START DATASET RECORDS

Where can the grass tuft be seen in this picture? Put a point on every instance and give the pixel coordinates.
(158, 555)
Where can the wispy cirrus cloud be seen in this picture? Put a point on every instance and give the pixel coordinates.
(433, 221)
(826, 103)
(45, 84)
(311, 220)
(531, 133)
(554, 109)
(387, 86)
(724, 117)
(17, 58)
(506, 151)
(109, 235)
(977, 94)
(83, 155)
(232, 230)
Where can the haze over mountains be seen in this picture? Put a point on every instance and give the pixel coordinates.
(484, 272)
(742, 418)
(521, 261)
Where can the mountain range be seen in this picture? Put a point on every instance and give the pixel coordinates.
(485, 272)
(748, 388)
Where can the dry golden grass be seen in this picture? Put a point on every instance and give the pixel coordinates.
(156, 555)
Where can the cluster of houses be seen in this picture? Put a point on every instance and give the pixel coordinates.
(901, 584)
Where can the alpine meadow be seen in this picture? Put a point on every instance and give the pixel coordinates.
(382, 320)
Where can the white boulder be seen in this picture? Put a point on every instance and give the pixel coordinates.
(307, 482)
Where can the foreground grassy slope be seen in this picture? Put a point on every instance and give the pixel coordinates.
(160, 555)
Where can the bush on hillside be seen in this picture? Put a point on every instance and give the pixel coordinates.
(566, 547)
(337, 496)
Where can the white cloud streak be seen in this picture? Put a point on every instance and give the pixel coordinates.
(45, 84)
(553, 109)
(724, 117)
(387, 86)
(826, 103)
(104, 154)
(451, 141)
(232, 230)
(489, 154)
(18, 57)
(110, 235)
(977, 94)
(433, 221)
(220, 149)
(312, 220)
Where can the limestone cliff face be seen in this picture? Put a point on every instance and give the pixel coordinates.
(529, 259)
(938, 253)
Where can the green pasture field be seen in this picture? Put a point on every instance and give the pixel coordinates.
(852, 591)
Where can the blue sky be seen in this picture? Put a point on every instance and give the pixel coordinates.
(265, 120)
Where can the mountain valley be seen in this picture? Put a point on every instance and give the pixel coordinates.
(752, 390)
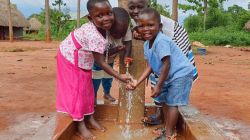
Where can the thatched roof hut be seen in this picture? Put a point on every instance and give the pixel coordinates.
(247, 26)
(35, 25)
(18, 21)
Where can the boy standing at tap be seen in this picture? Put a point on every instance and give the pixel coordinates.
(167, 61)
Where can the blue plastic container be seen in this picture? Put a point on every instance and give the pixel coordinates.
(202, 51)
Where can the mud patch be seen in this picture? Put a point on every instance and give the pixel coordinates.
(25, 126)
(231, 129)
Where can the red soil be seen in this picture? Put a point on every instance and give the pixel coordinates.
(27, 83)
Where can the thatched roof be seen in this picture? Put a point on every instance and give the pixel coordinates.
(18, 20)
(247, 26)
(35, 24)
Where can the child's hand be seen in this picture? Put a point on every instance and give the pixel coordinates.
(155, 92)
(137, 36)
(132, 85)
(121, 47)
(125, 78)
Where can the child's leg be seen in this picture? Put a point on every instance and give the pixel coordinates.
(107, 83)
(84, 132)
(96, 85)
(171, 119)
(95, 124)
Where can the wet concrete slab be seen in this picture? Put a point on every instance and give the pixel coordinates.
(116, 131)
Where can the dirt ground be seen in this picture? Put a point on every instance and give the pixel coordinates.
(27, 87)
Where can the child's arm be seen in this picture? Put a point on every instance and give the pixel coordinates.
(127, 53)
(99, 58)
(116, 50)
(164, 73)
(144, 75)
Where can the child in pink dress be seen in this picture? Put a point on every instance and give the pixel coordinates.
(75, 92)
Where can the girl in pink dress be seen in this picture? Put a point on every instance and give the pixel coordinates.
(75, 92)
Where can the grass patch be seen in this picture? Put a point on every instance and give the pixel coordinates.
(18, 49)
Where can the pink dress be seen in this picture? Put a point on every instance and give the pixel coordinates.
(75, 92)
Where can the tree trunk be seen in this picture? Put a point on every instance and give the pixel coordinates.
(10, 22)
(175, 10)
(78, 13)
(47, 19)
(205, 15)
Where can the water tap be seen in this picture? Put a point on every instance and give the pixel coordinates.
(128, 60)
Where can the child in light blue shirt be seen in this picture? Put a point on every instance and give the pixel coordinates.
(167, 61)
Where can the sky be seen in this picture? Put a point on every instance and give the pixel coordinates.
(29, 7)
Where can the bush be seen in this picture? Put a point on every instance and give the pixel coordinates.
(217, 18)
(194, 23)
(222, 36)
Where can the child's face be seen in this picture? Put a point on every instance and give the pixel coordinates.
(135, 7)
(101, 15)
(148, 26)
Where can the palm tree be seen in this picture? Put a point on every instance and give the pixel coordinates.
(10, 21)
(47, 19)
(175, 10)
(78, 13)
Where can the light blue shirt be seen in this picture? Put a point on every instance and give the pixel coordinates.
(164, 46)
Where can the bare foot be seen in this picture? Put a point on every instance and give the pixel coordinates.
(95, 125)
(84, 133)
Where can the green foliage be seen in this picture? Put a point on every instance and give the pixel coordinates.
(163, 10)
(194, 23)
(240, 16)
(222, 36)
(196, 5)
(217, 18)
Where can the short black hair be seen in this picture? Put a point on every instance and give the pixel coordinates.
(121, 21)
(121, 15)
(153, 12)
(91, 3)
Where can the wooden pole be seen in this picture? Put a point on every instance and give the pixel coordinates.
(10, 22)
(78, 13)
(175, 10)
(47, 20)
(205, 15)
(132, 111)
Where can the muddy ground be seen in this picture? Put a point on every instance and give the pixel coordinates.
(27, 88)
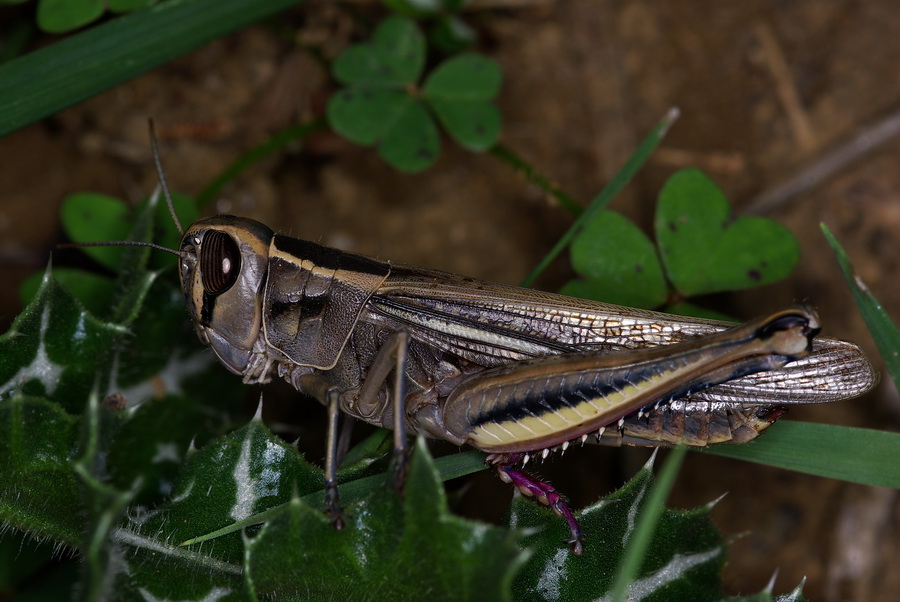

END DATASET RECORDS

TASK ITEM:
Without the pictures, write out every line above exactly as it appears.

ANSWER:
Where can the grass tuft be seen in this picture? Put a point on every instance and give the pixel coordinates.
(158, 555)
Where can the wispy cirrus cloud be seen in this picture? Put a point on every instance and give the pixel coordinates.
(433, 221)
(826, 103)
(45, 84)
(311, 220)
(531, 133)
(554, 109)
(387, 86)
(724, 117)
(17, 58)
(506, 151)
(109, 235)
(977, 94)
(83, 155)
(232, 230)
Where can the haze over mountains be seen in this picture? Put a point on every instance and give the pixel coordinates.
(484, 272)
(742, 418)
(521, 261)
Where can the mountain range be seen in this picture? Put a point on every instance and give the pixel coordinates.
(485, 272)
(748, 388)
Where can the dry golden grass be seen in this picture? Put a point on every instance and give the pixel coordinates.
(156, 555)
Where can the cluster of houses be seen in this picture? Put a point on every instance and give the pixel coordinates.
(901, 584)
Where can the alpine meadow be seen in this picture? Put a point on every instance and give the pixel coordinates.
(382, 320)
Where can the white boulder be seen in this picture? Put a point on every instance and give the pixel coordinates.
(307, 482)
Where can the foreground grassy slope be seen in this picture? Put a point on every instance and give the pixel coordinates.
(160, 555)
Where can the bush on hillside be seen in this picture? Put a point on every instance and give the pixel coordinates.
(566, 547)
(337, 496)
Where can the white cloud streak be seen in this picture? Put a point on every instance and give the pixel coordinates.
(45, 84)
(553, 109)
(724, 117)
(387, 86)
(826, 103)
(104, 154)
(451, 141)
(232, 230)
(489, 154)
(18, 57)
(110, 235)
(977, 94)
(433, 221)
(220, 149)
(312, 220)
Where can the limestone cliff face be seen in this picture? Put a point on every instance and give the pixel coordinates.
(529, 259)
(938, 253)
Where can the green pasture field be seen in this picture? Put a point on every instance and give the pixel coordinates.
(852, 591)
Where can the blue sky be seen in this picture? Put a point on every instance and give the pixel coordinates.
(265, 120)
Where can the mountain valley be seen in this picture? Put a point on every instance and give the pixel coordinates.
(752, 390)
Where can the thatched roof hut be seen in this picture? Put a point on every instance and give the pixel coordinates.
(247, 26)
(35, 25)
(18, 21)
Where can the boy standing at tap be seen in this picture? Put a point on every instance and give the pixel coordinates.
(167, 61)
Where can the blue plastic container be seen in this picture? Put a point on every instance and give the pixel coordinates.
(202, 51)
Where can the mud patch be seen in this picture? Put a point on every instance and give the pixel coordinates.
(25, 126)
(231, 129)
Where can the red soil be seen in this picture? Put a point on every instance and give the pixel coordinates.
(27, 83)
Where can the thatched roof be seen in this picture? Put a point on every instance and give the pixel coordinates.
(18, 20)
(247, 26)
(35, 24)
Where can the child's hand be seen in this picture? Put a point on every instance and give the pixel coordinates.
(155, 92)
(137, 36)
(132, 85)
(121, 47)
(125, 78)
Where can the child's leg be seen in this picture? Put a point on every instance and give the pixel coordinates.
(107, 83)
(84, 132)
(96, 85)
(171, 119)
(95, 124)
Where can the wet concrete slab be seen in this picture? Put a point on every instance and give the pixel coordinates.
(116, 131)
Where can the dirt ground be seen in this picture? Put a point on every instance and give the pixel coordinates.
(27, 87)
Where can the child's arm be seen in this picture? Put a point on every instance and give the pixel coordinates.
(127, 53)
(99, 58)
(116, 50)
(164, 73)
(144, 75)
Where can the child in pink dress be seen in this picture? Put a point on every instance and give the pixel coordinates.
(75, 92)
Where can the girl in pink dress be seen in this picture? Put a point on every instance and give the pixel coordinates.
(75, 92)
Where can the grass patch be seen in this picture? Put a point on every instance and give the pixel coordinates.
(18, 49)
Where can the pink dress be seen in this picture? Put a point on every instance and give the pixel coordinates.
(75, 92)
Where can the tree trunk be seen in this picture? Put a point on every instance and give the pixel coordinates.
(10, 22)
(175, 10)
(78, 13)
(47, 19)
(205, 15)
Where can the water tap be seen in this picture? Put a point on every instance and give the pixel coordinates.
(128, 60)
Where can the child in light blue shirt be seen in this picture? Put a point on every instance and give the pixel coordinates.
(167, 61)
Where can the sky be seen in this picture? Put a point on every instance and give the pixel coordinates.
(29, 7)
Where can the bush be seen in this picture? Put a point on every instance and give the pixel coordinates.
(217, 18)
(194, 23)
(222, 36)
Where can the child's face be seen in this picture? Put a point on every instance and give the pixel coordinates.
(135, 7)
(101, 15)
(148, 26)
Where can the palm tree be seen in this picture? Put a point on every instance and give the pixel coordinates.
(10, 21)
(47, 19)
(175, 10)
(78, 13)
Where can the light blue shirt be seen in this picture? Put a point on every instance and give the pixel coordinates.
(164, 46)
Where can the bare foot be seen in this picture? Put a point on every instance and give the pixel coordinates.
(95, 125)
(84, 133)
Where can the green foliage be seen in this picture? Put a point on every instance and give the pixel coordinates.
(163, 10)
(194, 23)
(240, 16)
(222, 36)
(196, 5)
(217, 18)
Where can the short black hair be seen in this picture? Put a point on every instance and give the pixel coordinates.
(121, 21)
(121, 15)
(153, 12)
(91, 3)
Where can the wooden pole be seen in this picture? Put a point on every instance and give the pixel coordinates.
(10, 22)
(78, 13)
(175, 10)
(47, 20)
(205, 15)
(132, 111)
Where can the muddy ground be seen in this picture? Put a point on every instance and give the pixel coordinates.
(27, 88)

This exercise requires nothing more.